[Stored dataset items]
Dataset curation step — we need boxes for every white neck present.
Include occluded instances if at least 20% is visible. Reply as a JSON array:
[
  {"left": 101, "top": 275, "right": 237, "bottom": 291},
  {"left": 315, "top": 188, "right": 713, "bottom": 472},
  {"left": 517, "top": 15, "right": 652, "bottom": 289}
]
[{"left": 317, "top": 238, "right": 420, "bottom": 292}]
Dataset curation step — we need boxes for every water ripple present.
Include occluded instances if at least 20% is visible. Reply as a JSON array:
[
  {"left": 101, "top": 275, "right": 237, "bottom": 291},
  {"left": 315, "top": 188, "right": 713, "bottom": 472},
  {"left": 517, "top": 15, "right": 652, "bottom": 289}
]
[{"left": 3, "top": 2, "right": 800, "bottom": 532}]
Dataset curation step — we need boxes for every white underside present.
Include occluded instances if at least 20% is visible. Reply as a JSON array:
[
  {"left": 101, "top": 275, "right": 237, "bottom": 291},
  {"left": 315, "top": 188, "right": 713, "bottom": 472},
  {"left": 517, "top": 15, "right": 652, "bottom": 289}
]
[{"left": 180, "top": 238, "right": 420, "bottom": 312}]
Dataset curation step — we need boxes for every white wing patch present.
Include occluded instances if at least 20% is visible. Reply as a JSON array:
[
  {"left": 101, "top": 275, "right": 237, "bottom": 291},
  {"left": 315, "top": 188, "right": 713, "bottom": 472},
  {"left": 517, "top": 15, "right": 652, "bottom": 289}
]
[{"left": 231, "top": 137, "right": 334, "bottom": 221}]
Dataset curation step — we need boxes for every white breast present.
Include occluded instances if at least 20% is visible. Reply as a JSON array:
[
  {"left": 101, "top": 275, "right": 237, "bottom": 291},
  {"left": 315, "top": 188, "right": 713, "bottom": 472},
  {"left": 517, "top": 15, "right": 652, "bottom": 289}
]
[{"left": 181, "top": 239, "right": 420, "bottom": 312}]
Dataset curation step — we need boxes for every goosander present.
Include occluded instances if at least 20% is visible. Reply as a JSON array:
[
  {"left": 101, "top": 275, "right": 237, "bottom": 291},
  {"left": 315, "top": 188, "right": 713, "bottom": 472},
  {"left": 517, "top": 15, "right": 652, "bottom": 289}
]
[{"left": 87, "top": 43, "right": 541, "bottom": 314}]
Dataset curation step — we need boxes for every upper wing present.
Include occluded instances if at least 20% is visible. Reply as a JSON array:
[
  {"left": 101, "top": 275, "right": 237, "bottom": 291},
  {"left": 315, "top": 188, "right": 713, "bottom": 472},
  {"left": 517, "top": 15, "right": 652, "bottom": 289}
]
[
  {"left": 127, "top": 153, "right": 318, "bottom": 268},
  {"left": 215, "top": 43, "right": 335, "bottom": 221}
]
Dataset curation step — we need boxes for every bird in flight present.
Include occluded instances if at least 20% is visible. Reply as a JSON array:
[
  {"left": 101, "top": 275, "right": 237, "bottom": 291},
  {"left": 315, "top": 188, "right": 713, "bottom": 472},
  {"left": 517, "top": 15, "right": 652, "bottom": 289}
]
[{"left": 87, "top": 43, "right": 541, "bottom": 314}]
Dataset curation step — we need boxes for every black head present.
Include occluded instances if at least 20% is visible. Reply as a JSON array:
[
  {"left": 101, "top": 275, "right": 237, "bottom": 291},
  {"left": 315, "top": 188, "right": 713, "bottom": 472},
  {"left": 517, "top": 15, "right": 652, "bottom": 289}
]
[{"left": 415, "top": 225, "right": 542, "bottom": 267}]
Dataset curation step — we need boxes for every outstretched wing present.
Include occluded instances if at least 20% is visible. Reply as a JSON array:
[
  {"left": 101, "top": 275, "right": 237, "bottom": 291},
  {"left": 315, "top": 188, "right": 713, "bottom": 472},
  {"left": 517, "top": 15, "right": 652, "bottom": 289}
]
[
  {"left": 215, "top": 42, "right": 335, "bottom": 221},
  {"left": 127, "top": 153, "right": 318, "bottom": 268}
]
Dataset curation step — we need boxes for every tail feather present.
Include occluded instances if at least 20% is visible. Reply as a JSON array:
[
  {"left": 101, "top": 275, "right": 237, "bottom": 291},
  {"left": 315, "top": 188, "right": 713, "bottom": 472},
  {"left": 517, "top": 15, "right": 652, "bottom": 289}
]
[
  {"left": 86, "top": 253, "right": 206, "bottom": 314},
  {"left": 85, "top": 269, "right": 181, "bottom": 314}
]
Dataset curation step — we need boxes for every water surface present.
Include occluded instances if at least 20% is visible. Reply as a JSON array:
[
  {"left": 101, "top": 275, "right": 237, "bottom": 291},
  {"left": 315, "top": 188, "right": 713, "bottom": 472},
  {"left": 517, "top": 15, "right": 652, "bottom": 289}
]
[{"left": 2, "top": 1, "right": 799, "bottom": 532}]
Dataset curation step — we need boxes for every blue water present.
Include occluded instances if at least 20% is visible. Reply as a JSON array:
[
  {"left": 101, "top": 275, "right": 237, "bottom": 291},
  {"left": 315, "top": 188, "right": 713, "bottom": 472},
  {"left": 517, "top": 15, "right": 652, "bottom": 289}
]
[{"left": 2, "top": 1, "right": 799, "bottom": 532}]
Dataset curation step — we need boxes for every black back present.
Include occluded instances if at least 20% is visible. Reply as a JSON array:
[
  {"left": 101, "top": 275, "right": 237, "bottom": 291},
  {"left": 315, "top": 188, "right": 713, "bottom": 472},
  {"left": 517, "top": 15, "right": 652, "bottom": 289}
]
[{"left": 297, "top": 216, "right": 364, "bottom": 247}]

**YOUR INSTRUCTIONS**
If a line in the entries above has the word "wing", copy it.

**EXERCISE OUTPUT**
Dataset curation step — we need boxes for every white wing patch present.
Dataset curation step — we need boxes for every upper wing present.
Dataset curation step — we need boxes for every outstretched wing present.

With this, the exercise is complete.